[Excerpts of location labeling data]
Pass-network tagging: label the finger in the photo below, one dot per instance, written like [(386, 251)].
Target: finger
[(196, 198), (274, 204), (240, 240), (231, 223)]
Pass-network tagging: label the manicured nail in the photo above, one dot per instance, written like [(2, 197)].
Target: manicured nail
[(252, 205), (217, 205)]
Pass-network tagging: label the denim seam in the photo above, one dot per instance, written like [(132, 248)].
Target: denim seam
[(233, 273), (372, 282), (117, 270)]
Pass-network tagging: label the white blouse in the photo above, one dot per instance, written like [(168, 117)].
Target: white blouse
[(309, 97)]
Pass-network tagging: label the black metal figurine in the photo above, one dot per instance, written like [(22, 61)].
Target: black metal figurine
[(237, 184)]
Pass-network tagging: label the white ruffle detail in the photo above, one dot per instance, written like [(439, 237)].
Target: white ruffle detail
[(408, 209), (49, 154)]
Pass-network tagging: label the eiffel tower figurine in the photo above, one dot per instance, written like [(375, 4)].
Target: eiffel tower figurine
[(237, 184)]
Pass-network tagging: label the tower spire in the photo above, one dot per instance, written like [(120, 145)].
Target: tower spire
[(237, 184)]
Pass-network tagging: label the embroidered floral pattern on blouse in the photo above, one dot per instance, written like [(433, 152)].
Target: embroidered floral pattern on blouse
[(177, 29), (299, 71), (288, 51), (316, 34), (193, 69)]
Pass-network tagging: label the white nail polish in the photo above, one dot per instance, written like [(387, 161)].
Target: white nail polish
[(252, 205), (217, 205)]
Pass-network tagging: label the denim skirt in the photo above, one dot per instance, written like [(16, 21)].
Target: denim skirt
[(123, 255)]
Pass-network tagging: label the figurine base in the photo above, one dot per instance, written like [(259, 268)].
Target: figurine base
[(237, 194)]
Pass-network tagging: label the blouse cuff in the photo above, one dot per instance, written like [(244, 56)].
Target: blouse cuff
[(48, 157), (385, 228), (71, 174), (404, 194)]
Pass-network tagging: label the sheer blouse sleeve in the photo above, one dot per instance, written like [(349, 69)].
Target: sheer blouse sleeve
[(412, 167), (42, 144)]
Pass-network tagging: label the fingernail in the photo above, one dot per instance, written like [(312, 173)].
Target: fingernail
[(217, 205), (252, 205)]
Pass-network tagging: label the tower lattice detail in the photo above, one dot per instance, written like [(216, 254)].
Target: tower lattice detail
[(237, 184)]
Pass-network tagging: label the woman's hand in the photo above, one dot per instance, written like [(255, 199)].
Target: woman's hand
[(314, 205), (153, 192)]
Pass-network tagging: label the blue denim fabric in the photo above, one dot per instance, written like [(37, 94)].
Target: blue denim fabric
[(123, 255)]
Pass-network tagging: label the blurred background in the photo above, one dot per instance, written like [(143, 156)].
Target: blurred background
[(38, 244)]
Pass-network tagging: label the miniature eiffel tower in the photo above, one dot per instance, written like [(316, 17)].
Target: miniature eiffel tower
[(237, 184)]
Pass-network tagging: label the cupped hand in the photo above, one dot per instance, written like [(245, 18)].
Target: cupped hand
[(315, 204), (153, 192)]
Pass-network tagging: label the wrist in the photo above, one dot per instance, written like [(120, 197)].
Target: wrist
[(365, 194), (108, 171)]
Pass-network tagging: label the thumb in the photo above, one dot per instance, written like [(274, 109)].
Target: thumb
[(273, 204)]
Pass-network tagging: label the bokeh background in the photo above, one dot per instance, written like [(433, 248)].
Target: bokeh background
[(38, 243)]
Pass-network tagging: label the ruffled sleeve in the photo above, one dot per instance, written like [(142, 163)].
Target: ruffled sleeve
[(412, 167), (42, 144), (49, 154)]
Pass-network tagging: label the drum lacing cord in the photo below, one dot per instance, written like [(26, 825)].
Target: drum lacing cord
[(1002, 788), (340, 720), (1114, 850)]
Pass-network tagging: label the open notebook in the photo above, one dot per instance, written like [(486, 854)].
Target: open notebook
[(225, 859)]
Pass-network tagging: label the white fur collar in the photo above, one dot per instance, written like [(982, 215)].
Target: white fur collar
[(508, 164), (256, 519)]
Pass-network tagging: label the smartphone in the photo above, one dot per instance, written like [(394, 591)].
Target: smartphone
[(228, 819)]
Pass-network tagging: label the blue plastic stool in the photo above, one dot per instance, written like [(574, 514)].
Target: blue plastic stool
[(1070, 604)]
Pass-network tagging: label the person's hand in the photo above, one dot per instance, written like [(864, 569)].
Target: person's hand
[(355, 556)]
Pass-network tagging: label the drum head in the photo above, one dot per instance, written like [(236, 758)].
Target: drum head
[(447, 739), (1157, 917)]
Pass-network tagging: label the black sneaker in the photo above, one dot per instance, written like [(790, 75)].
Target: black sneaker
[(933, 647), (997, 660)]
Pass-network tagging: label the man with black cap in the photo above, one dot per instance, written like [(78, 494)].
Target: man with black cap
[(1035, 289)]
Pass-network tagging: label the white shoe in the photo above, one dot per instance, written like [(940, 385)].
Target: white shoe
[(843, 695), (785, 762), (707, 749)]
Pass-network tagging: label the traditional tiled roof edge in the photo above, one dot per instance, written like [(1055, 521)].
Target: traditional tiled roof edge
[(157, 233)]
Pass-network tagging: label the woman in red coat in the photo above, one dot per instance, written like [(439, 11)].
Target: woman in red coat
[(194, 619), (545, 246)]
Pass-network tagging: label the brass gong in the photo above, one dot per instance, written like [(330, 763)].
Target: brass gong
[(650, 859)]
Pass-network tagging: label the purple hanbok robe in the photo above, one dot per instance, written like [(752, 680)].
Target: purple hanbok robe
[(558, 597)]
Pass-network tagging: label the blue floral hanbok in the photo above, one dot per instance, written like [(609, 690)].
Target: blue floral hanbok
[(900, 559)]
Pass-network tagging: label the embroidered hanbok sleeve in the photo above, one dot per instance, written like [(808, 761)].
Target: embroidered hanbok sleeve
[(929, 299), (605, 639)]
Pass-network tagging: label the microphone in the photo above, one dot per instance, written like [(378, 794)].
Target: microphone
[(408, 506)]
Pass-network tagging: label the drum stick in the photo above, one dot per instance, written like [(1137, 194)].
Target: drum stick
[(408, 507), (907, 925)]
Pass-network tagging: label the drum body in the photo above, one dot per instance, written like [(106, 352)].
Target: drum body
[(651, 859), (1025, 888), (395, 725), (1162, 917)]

- Problem details
Copy exactly the line containing "Pass-network tagging: label the brass" and every line after it, ending with the last line of the records above.

- Solution to the problem
Pass-network tagging: label the brass gong in the photo above, one dot per instance, written like [(330, 763)].
Target: brass gong
[(650, 859)]
Pass-network tagging: label the purple hanbok robe in the photo above, one dot per instance, written like [(752, 680)].
Target: purple hanbok robe
[(558, 597)]
Pass-network tagging: label the blue floral hanbok in the photo above, one dot per instance, written like [(609, 690)].
Target: blue floral hanbok
[(900, 559)]
Pass-network tagging: label the embroidered hanbok sleeve in the photo above, one dot per instance, written like [(808, 761)].
Target: embroidered hanbok sleeve
[(929, 299), (605, 639)]
Pass-network tagging: label the microphone in the photo above, one dot per instance, written like [(378, 794)].
Target: microphone
[(408, 506)]
Pass-network tagging: label the drum stick in the photo above, one dot per instance, written like [(1137, 194)].
Target: drum stick
[(408, 507), (907, 925)]
Pass-network tagging: label the drum body in the photo above, one dot per instance, written like [(106, 352)].
Target: drum body
[(651, 859), (1025, 888), (395, 725), (1162, 917)]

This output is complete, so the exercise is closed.